▶ **Work to be completed**:
Figure out how many lines in the records below hold the string "tail". That number alone is the answer.

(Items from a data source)
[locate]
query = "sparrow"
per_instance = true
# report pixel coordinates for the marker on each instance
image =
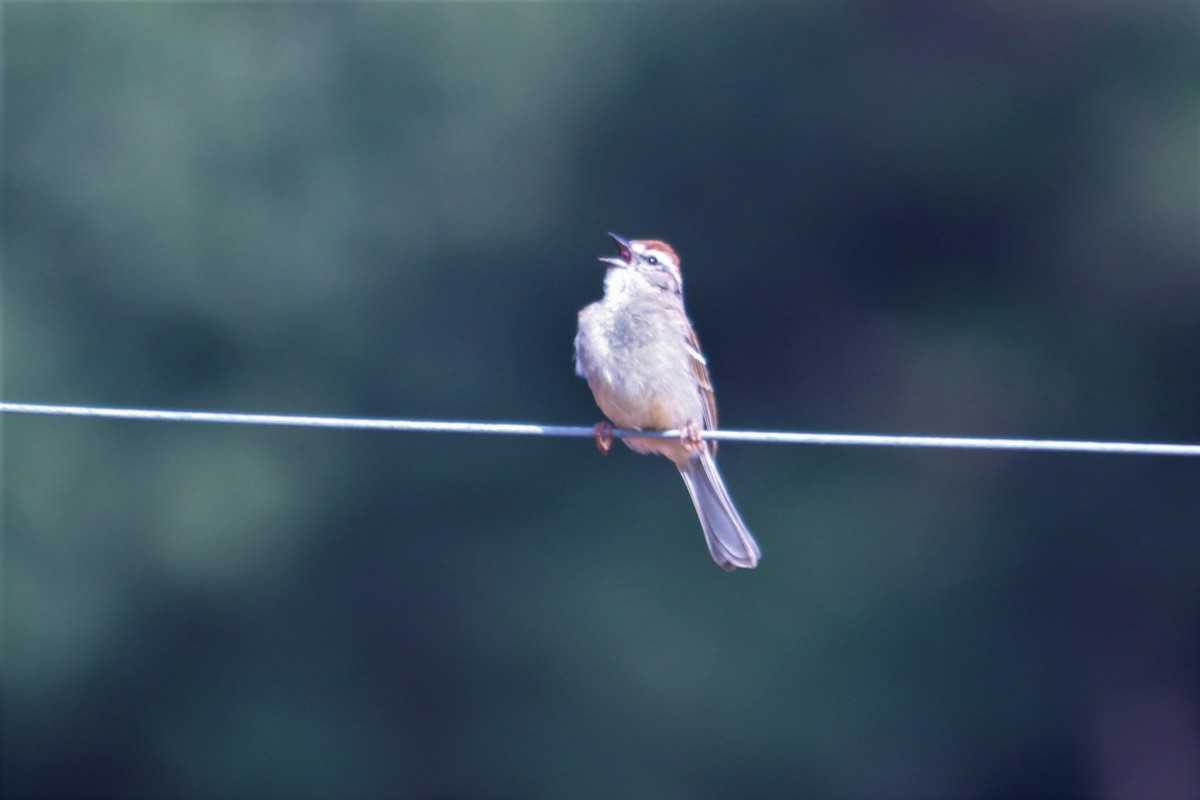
(639, 353)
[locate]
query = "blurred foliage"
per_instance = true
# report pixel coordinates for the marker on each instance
(965, 218)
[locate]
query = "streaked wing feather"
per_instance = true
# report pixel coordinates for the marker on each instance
(700, 372)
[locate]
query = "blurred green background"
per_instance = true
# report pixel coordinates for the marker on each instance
(972, 218)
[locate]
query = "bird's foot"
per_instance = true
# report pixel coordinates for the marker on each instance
(603, 432)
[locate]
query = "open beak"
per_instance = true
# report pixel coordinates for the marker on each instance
(627, 254)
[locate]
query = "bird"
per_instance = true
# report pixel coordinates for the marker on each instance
(642, 361)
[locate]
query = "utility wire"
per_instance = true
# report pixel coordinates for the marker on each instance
(503, 428)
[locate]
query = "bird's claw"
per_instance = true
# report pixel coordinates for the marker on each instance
(603, 432)
(690, 437)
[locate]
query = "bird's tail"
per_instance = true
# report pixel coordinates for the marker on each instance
(729, 540)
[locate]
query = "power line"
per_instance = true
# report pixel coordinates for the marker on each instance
(526, 429)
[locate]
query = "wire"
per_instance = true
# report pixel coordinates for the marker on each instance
(504, 428)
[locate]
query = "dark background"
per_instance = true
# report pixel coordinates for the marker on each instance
(975, 218)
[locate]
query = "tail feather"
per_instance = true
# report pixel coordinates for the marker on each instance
(729, 540)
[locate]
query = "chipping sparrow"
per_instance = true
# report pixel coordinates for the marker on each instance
(641, 359)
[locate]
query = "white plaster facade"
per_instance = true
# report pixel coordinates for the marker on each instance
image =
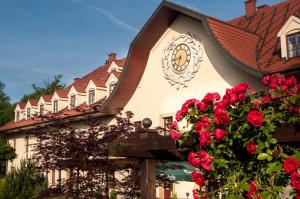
(290, 27)
(155, 95)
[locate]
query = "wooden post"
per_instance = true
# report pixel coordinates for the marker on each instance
(148, 179)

▶ **Output of the task**:
2